Extract to read START
Skip to main content

Local private RAG pipeline with GUI — LangChain + Ollama + ChromaDB + NFS

Reason this release was yanked:

Security: TLS private key included in package by mistake

Project description

ZettaBrain RAG

Local private RAG pipeline — your documents, your hardware, zero cloud.

Chat with your documents using a fully local AI. No API keys. No data leaving your machine. Runs on your own server or laptop with a secure HTTPS web GUI.


Quick Install

curl -fsSL https://zettabrain.app/install.sh | sudo bash

Alternative mirror:

curl -fsSL https://install.zettabrain.io | sudo bash

What the installer does:

  • Detects your OS (Ubuntu, Debian, Amazon Linux, RHEL, Fedora)
  • Installs Python 3.9+ and system dependencies
  • Installs zettabrain-rag via pipx (isolated, no virtualenv management needed)
  • Installs and starts Ollama
  • Pulls the nomic-embed-text embedding model (~275 MB)

Install via pipx (developers)

# Install pipx if you don't have it
apt install -y pipx          # Ubuntu / Debian
brew install pipx            # macOS

# Install ZettaBrain
pipx install zettabrain-rag

# Verify
zettabrain --version

First-time setup

1. Run setup wizard

sudo zettabrain-setup

Configures storage (Local / NFS / SMB), selects an LLM model based on your hardware, and enables HTTPS.
Extract to read END
Study material START
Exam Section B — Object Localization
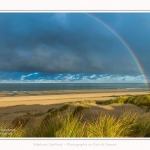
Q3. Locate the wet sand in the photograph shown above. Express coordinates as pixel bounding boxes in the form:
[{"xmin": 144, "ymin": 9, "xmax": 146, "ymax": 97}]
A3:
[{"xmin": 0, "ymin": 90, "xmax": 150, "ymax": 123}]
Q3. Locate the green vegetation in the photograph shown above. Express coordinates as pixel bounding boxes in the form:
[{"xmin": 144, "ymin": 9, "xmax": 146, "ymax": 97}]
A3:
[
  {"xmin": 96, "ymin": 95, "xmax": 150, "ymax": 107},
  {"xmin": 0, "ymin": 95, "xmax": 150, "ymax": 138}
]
Study material END
Study material START
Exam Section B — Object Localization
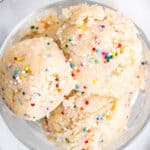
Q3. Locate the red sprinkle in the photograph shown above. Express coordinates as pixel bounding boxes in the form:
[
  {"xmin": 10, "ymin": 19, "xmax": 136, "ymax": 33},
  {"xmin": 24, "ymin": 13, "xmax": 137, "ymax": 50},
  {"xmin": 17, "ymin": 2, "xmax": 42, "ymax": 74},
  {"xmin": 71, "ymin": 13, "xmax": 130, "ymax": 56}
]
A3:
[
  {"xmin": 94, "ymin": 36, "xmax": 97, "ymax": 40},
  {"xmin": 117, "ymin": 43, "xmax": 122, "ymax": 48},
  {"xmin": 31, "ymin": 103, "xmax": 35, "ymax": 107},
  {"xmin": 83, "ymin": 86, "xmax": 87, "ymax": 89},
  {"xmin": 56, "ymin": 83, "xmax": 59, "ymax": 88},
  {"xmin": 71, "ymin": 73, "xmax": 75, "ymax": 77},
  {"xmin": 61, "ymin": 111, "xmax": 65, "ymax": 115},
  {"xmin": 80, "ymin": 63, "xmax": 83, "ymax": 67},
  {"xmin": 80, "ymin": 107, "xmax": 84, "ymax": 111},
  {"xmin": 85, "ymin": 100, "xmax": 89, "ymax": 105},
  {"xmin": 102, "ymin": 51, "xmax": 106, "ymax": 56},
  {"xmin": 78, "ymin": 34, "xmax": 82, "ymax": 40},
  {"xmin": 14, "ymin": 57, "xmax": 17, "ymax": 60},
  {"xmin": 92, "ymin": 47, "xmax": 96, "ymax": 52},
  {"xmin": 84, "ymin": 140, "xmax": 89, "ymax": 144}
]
Study material END
§ **Problem set**
(a) Answer these questions from the ZettaBrain RAG page:
(i) What reason is given for yanking this release?
(ii) Which embedding model does the installer pull, and about how large is it?
(iii) What command starts the setup wizard?
(b) Decide whether each statement agrees with the ZettaBrain RAG page, and quote the words that settle it:
(i) The installer sets up zettabrain-rag in a virtualenv that the user has to manage.
(ii) The setup wizard can configure SMB storage.
(iii) Using the tool requires an API key.
(c) Write out the part of the ZettaBrain RAG page starting at "Quick Install" and ending at "Linux, RHEL, Fedora)".
Draw only on the ZettaBrain RAG page when you answer.

§ **Results by task**
(a)
(i) A TLS private key was included in the package by mistake.
(ii) The nomic-embed-text model, about 275 MB.
(iii) sudo zettabrain-setup

(b)
(i) No: "Installs zettabrain-rag via pipx (isolated, no virtualenv management needed)"
(ii) Yes: "Configures storage (Local / NFS / SMB)"
(iii) No: "No API keys."

(c)
Quick Install

curl -fsSL https://zettabrain.app/install.sh | sudo bash

Alternative mirror:

curl -fsSL https://install.zettabrain.io | sudo bash

What the installer does:

  • Detects your OS (Ubuntu, Debian, Amazon Linux, RHEL, Fedora)